**INSTRUCTIONS FOR THE TASK**:
Select every line in the listing below that contains the word "after" and copy each of those lines.

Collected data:
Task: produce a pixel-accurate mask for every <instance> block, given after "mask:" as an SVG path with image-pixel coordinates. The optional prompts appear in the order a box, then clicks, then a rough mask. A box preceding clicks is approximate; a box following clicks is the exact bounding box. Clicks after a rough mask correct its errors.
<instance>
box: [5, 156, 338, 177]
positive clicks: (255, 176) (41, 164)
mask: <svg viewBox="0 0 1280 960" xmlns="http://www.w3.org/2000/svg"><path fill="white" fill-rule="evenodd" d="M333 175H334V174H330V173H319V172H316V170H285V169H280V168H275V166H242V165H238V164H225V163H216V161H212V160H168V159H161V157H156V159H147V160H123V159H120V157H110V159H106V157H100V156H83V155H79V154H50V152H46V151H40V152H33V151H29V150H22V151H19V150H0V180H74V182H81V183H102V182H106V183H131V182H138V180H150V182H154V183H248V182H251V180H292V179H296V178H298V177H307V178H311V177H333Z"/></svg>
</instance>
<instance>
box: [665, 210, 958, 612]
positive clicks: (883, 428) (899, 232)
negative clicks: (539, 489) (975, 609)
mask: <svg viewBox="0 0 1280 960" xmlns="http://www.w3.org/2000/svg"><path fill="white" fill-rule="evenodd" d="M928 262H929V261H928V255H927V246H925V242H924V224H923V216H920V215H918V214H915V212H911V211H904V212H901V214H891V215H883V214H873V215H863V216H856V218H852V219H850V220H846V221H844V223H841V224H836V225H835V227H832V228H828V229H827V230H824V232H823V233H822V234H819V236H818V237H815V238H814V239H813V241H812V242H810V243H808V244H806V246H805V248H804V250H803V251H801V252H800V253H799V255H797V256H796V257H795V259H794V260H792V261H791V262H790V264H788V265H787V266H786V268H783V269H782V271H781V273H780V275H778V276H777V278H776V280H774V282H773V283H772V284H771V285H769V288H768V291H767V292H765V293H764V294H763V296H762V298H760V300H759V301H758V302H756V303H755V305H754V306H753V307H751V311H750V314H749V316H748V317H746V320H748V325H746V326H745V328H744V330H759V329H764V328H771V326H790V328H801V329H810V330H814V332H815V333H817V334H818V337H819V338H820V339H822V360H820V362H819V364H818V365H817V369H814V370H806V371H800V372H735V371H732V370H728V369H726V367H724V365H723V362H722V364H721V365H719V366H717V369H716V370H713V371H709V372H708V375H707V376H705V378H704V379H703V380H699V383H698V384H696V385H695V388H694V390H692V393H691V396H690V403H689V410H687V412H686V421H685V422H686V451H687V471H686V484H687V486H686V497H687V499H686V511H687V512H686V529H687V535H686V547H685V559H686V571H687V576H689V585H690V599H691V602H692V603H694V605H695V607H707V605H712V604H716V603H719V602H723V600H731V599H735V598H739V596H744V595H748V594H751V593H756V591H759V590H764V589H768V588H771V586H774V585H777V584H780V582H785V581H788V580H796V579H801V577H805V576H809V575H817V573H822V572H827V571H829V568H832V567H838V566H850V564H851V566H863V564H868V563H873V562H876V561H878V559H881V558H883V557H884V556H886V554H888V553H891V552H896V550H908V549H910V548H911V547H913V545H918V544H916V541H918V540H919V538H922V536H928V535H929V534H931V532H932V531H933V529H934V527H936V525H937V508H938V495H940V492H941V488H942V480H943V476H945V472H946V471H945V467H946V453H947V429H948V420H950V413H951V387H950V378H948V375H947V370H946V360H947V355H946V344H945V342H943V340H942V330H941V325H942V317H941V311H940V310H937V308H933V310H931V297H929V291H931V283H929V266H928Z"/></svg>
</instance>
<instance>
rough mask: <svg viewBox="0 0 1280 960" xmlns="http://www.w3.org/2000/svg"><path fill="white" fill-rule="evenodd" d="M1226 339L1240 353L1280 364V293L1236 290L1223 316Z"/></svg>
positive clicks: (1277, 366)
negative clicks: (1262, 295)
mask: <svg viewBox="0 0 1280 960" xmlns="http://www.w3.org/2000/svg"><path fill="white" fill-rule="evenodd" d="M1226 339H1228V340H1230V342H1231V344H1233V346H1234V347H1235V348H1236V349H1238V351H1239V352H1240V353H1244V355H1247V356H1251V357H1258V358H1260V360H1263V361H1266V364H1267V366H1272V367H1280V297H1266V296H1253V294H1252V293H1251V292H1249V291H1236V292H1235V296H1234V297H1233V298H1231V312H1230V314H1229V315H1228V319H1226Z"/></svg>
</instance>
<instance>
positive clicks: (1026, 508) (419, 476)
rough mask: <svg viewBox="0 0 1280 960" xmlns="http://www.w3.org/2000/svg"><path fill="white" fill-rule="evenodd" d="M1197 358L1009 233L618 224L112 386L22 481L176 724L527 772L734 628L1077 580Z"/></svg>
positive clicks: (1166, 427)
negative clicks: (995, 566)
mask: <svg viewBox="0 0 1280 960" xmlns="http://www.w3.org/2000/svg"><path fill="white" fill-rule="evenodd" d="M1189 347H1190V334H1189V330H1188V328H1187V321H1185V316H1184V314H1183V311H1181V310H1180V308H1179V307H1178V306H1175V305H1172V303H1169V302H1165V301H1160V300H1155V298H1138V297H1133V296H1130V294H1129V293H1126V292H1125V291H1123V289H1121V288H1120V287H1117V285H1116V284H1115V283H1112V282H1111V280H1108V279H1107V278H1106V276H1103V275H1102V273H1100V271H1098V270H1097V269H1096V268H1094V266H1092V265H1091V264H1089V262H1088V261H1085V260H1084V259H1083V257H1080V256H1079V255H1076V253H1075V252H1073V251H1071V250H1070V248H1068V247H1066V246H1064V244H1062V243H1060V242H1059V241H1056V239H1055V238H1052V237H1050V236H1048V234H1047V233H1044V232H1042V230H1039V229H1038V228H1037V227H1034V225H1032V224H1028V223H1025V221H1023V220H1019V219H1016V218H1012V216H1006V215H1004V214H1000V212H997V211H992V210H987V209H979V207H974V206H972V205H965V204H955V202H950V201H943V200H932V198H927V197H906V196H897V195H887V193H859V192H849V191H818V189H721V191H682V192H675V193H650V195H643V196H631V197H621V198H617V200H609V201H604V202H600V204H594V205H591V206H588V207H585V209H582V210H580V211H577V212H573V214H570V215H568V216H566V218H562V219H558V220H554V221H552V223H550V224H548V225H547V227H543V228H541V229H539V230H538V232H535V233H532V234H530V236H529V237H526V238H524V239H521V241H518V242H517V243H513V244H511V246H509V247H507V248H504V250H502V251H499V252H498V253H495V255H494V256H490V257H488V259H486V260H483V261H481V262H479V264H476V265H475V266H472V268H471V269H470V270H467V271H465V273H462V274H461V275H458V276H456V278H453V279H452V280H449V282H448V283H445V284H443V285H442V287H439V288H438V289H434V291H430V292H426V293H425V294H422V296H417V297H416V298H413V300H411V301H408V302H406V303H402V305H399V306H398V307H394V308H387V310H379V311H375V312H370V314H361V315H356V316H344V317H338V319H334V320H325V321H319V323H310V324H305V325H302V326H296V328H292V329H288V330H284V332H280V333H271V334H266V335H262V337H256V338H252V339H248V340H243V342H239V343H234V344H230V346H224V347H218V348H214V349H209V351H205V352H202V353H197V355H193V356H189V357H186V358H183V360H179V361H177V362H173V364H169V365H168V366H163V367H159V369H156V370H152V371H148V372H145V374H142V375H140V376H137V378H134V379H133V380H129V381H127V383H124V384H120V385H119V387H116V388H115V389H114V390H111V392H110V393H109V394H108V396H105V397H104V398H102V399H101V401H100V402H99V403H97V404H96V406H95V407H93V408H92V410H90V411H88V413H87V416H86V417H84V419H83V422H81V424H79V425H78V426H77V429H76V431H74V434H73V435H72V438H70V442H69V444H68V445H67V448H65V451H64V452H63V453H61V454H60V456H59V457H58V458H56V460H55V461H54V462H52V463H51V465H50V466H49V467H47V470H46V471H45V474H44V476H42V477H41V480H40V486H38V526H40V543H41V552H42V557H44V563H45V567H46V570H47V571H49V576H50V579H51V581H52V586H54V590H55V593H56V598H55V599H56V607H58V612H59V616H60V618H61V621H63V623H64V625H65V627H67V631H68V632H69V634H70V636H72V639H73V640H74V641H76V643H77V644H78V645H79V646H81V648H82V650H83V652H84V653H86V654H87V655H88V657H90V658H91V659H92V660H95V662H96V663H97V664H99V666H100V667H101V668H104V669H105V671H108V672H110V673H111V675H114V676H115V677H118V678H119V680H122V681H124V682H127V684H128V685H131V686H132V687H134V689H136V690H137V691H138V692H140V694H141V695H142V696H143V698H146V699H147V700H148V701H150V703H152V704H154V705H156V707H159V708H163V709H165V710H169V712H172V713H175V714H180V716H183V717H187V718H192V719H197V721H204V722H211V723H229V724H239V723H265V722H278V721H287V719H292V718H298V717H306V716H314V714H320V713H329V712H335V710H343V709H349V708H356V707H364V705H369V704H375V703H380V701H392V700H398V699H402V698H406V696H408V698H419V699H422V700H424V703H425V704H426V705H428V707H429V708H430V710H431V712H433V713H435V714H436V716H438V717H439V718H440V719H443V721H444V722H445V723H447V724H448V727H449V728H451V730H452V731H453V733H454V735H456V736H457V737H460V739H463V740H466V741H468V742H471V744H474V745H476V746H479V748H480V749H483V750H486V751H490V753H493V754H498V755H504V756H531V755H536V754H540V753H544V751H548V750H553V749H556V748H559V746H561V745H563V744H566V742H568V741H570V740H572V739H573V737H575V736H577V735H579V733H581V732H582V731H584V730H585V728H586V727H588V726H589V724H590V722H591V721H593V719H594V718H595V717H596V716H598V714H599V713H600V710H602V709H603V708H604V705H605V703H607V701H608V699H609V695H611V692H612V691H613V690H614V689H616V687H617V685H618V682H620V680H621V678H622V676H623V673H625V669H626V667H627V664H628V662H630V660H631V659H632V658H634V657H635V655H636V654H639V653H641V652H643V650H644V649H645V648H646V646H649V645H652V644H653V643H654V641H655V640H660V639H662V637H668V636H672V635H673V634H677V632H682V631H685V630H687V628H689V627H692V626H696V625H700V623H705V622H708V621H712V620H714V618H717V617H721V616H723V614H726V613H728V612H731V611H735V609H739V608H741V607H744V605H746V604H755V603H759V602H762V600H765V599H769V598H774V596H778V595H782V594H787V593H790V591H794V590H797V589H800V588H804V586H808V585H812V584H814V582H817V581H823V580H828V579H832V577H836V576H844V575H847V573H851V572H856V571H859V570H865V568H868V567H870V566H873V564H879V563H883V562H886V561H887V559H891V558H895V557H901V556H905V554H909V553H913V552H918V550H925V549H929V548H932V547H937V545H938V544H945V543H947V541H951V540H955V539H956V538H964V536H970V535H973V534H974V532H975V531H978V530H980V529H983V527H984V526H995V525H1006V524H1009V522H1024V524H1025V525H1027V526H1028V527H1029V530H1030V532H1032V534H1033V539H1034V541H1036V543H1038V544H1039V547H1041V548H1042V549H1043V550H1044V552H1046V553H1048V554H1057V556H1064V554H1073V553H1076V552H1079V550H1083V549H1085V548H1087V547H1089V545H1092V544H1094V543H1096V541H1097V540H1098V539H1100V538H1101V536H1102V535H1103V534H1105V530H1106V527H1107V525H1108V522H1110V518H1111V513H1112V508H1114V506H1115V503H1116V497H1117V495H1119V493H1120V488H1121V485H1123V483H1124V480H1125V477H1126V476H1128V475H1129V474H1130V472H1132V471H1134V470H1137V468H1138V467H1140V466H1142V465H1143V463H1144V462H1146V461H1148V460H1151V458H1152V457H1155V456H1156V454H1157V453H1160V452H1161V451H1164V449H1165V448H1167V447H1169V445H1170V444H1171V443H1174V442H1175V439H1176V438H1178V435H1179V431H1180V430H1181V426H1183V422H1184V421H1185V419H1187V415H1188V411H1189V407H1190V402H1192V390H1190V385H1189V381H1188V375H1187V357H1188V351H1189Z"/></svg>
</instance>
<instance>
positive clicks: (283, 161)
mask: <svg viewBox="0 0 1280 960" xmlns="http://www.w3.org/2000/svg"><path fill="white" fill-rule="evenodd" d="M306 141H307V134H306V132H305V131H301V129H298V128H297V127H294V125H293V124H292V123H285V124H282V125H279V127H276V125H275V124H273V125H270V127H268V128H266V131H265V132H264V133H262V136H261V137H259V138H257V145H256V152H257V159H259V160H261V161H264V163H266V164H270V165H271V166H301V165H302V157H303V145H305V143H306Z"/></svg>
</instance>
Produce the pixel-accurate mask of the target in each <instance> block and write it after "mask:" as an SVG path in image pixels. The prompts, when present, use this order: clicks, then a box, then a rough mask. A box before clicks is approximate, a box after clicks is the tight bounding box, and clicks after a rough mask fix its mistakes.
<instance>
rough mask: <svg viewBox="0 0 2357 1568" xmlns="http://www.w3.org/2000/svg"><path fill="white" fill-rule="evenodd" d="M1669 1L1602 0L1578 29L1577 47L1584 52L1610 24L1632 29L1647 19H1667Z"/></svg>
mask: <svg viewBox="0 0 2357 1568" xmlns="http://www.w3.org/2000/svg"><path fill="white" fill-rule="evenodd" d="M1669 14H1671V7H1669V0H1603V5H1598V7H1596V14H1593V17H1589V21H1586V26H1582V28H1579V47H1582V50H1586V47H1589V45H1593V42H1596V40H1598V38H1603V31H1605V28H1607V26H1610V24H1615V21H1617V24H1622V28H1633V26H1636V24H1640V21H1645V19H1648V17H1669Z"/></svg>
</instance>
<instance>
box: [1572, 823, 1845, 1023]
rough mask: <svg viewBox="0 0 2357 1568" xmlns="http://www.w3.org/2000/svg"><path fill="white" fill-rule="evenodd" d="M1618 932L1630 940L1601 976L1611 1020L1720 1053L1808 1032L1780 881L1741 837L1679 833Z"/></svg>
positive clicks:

**SOLUTION**:
Task: produce a pixel-accurate mask for every <instance> block, given after "mask:" as an SVG path with image-pixel coordinates. The optional prompts appear in the order a box, then clicks, then a rough mask. A box preceding clicks is approximate; a box following clicks is the exact bounding box. Clicks after a rough mask correct its errors.
Produce the pixel-accurate mask of the target in each <instance> block and write it after "mask:" as an SVG path in image pixels. The prompts, when present, use this order: clicks, then a box, then a rough mask. A box before clicks is approximate, a box after clicks is the tight bounding box, and clicks after a rough mask fix its mistakes.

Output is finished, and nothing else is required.